■ Work item: Reproduce each entry exactly.

■ Data records:

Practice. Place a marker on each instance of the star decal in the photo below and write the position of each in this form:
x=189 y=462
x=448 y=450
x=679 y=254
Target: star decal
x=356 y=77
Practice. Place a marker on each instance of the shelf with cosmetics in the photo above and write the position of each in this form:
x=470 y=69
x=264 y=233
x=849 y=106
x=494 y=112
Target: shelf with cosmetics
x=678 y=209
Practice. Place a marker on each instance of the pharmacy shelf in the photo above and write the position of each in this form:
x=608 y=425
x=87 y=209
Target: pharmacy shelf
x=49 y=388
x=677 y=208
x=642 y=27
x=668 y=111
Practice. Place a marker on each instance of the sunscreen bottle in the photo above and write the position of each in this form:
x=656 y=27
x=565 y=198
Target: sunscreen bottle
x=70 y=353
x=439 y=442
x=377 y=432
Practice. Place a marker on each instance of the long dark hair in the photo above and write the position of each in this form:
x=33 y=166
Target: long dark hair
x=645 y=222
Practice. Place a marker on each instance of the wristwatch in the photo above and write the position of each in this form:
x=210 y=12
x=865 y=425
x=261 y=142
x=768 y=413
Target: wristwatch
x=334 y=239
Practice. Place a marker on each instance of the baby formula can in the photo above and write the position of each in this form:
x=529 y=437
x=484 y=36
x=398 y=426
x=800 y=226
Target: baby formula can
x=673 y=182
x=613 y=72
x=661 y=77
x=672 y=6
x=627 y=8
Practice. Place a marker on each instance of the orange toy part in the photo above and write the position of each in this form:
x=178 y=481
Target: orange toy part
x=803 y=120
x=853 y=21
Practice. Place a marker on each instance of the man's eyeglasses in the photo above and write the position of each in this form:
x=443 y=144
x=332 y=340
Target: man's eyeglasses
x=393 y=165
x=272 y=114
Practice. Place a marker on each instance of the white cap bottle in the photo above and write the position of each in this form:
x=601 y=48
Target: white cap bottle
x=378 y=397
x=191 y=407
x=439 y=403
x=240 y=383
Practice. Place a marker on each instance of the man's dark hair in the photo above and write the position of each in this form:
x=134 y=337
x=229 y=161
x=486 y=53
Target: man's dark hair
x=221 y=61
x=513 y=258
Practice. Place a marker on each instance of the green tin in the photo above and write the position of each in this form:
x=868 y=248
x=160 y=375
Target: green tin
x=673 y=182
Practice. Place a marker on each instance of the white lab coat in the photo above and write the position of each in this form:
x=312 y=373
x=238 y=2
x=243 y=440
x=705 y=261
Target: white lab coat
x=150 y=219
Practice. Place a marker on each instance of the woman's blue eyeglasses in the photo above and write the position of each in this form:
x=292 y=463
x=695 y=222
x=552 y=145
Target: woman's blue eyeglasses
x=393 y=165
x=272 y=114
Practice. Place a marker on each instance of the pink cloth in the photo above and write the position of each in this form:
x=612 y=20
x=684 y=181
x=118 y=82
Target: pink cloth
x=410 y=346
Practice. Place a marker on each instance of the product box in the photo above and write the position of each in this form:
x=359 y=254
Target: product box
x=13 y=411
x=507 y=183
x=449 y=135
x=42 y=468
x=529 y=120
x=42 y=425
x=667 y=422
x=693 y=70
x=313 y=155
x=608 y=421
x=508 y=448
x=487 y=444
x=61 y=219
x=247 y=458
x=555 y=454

■ Response to the task:
Practice. Place a marker on each instance of the star decal in the photo below and write the position of each in this form:
x=189 y=462
x=448 y=450
x=679 y=254
Target: star decal
x=356 y=77
Practice. Place a marker on each instance of the shelf with cosmetics in the photo above and write the position of each in this form:
x=470 y=69
x=264 y=233
x=849 y=106
x=494 y=112
Target: shelf with cosmetics
x=678 y=209
Practice. Place a marker on each instance of the pharmacy shelf in the photo above and write the position of each in this form:
x=608 y=425
x=87 y=209
Target: pharmacy shelf
x=49 y=388
x=677 y=208
x=642 y=27
x=668 y=111
Practice. Place a marker on each instance of the sunscreen bottle in the photo above and write the position of each in this form:
x=656 y=27
x=565 y=198
Target: sunscreen bottle
x=70 y=353
x=439 y=442
x=377 y=432
Practice. Place a marker on each instance of the long dark hair in the photo above and write the position of each in this form:
x=33 y=166
Target: long dark hair
x=645 y=222
Practice. Place a marker on each instance of the wristwatch in the photo above and write the position of each in this form:
x=210 y=12
x=865 y=425
x=261 y=142
x=768 y=413
Target: wristwatch
x=334 y=239
Practice. Place a marker on each instance of the baby formula can in the photo above and write the position of each in this form:
x=529 y=437
x=484 y=36
x=398 y=426
x=800 y=226
Target: baby formula can
x=673 y=182
x=613 y=72
x=661 y=77
x=672 y=6
x=627 y=8
Practice. Place a marker on each instance of the orange toy part in the photo above and write the position of each in this form:
x=178 y=481
Target: orange toy part
x=803 y=120
x=853 y=21
Practice. Place a marker on each instance of the man's eyeglasses in the photo above and write the position of each in this form:
x=443 y=144
x=332 y=340
Target: man's eyeglasses
x=393 y=165
x=272 y=114
Practice. Place a marker on each instance of the white cap bottle in the photo above and write the position of each in this form:
x=601 y=48
Target: white cap bottle
x=378 y=397
x=191 y=407
x=439 y=403
x=240 y=383
Practice. Place a marker on each instance of the man's dark hair in the photo above and write the position of each in this form:
x=134 y=337
x=229 y=161
x=486 y=53
Target: man's dark hair
x=221 y=61
x=513 y=258
Practice. Place a marker on each instance of the green tin in the photo above and write the position of each in this form:
x=868 y=248
x=160 y=375
Target: green tin
x=673 y=182
Practice. Place a marker on each instance of the white lab coat in the photo above and write the position of each in this form:
x=312 y=373
x=238 y=2
x=243 y=440
x=705 y=261
Target: white lab coat
x=150 y=219
Practice. Place a marker on each instance of the woman's blue eyeglasses in the photo above and write the position of each in this form:
x=292 y=463
x=695 y=222
x=552 y=145
Target: woman's blue eyeglasses
x=393 y=165
x=272 y=114
Practice. Place a marker on each instance of the pink cloth in the photo above and write the position of each in this form:
x=612 y=20
x=684 y=181
x=118 y=82
Target: pink cloth
x=410 y=346
Practice. Place a marker on each instance of the product box in the photo above and write the position of each in this form:
x=359 y=254
Target: product box
x=13 y=411
x=507 y=183
x=449 y=135
x=42 y=468
x=529 y=120
x=42 y=425
x=667 y=422
x=693 y=70
x=313 y=155
x=608 y=421
x=508 y=448
x=487 y=444
x=61 y=219
x=247 y=458
x=555 y=454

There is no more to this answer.